**Directive:**
Express the material below as a JSON list of strings, one string per line with blank lines left out. Include only the lines from the one containing "Put a marker on each instance of the sky" down to the end of the material.

╭──

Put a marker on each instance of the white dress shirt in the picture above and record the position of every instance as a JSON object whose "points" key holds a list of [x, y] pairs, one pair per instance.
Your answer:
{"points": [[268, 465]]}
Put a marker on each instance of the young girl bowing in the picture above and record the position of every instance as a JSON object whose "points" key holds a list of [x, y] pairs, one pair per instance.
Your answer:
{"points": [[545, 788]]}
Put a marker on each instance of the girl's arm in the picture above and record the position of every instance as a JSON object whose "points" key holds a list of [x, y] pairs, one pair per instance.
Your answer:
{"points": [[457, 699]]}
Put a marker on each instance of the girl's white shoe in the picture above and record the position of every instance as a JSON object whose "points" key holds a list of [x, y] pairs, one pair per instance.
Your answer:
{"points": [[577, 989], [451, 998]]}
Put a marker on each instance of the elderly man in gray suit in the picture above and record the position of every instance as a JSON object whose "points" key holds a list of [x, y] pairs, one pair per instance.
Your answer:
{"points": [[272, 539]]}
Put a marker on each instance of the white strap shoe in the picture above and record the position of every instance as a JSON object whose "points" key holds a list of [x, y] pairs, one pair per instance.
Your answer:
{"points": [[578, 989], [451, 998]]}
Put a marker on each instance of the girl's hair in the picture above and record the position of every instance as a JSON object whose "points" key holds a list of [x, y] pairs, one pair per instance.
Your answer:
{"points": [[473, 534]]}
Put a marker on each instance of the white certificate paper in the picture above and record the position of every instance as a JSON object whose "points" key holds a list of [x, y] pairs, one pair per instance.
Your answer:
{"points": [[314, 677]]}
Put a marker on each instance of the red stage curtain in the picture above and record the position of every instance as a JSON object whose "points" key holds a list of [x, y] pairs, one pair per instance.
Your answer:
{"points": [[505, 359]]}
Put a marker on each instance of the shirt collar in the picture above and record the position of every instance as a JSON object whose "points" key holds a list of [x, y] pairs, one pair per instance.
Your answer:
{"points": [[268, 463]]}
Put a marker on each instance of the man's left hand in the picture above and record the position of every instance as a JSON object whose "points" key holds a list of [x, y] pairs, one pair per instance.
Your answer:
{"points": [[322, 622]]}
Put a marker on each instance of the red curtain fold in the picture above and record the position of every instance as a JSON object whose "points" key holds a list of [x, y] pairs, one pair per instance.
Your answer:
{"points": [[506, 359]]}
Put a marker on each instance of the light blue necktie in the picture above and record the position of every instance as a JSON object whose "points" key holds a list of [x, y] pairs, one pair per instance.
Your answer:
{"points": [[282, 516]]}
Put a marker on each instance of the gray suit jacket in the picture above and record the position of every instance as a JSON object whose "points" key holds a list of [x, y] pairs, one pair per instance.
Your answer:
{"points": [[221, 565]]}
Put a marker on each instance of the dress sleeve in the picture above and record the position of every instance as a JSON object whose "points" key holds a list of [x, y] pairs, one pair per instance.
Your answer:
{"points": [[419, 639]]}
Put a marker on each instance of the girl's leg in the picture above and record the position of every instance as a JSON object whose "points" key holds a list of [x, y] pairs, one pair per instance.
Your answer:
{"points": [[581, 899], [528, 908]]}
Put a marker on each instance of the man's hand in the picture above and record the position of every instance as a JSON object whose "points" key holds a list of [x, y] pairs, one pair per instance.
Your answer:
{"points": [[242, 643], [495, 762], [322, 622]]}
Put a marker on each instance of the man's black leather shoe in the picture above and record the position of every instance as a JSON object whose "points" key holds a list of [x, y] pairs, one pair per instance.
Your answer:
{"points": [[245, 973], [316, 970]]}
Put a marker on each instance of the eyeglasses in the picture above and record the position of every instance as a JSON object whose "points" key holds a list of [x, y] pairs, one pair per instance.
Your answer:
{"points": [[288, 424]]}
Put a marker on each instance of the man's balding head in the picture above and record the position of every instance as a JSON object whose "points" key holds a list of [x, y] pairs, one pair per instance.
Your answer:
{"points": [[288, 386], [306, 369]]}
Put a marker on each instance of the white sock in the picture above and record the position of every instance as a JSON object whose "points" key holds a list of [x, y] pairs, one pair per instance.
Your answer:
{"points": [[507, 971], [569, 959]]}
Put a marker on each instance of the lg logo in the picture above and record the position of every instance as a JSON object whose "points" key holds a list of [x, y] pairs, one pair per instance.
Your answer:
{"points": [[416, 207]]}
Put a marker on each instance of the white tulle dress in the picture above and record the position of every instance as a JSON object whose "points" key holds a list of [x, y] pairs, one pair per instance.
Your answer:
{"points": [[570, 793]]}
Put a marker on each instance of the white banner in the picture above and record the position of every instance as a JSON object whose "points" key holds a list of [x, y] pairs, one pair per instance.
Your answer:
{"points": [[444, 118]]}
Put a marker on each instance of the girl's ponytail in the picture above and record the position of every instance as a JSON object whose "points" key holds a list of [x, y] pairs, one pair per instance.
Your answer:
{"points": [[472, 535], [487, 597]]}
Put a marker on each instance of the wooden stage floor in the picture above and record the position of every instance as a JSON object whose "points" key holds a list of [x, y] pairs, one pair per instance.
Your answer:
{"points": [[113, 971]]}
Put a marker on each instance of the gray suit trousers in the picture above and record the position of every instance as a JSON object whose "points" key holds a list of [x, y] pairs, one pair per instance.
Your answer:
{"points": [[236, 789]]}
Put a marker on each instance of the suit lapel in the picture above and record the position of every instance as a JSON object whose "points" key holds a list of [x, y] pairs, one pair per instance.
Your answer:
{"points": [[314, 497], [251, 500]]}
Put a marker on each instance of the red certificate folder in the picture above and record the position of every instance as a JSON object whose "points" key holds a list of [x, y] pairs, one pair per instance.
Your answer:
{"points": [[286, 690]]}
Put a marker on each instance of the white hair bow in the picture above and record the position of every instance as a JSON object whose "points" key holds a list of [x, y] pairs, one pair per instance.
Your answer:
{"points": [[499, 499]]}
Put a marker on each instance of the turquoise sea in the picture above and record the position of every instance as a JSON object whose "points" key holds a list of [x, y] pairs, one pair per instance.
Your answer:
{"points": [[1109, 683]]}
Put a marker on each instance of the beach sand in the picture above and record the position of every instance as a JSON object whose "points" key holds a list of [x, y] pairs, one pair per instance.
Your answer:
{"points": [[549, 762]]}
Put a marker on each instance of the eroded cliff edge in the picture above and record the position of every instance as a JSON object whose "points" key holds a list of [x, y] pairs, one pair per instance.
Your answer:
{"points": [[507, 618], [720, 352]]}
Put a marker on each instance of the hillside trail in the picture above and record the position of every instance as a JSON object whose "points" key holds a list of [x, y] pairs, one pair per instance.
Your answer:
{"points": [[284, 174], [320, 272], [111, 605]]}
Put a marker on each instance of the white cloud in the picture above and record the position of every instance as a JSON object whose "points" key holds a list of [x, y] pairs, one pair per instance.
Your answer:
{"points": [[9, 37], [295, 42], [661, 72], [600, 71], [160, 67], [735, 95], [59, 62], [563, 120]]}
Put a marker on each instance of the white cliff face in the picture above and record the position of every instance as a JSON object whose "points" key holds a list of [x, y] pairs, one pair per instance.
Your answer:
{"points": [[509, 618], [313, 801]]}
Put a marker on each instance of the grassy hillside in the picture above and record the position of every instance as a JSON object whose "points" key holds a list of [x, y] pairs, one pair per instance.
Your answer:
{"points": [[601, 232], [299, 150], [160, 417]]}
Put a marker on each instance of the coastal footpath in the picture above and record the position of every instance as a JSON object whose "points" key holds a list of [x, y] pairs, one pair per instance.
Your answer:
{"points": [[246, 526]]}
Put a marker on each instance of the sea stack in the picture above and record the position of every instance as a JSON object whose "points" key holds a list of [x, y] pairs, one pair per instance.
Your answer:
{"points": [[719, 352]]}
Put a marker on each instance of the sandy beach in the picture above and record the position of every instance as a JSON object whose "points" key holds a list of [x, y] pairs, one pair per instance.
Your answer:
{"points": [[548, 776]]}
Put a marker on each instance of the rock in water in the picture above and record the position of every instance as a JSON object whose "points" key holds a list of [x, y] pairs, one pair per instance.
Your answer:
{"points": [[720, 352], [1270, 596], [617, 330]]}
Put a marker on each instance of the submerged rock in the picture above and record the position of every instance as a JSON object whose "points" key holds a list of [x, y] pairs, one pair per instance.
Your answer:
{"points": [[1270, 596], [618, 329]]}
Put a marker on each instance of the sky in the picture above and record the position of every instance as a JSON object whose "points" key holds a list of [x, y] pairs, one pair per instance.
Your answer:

╰──

**Task solution:**
[
  "Put a marker on each instance of the sky in the picture above and record the position of every instance as a JSON object whose \"points\" key holds a list of [x, y] pairs, one pair per instance.",
  "Your answer:"
]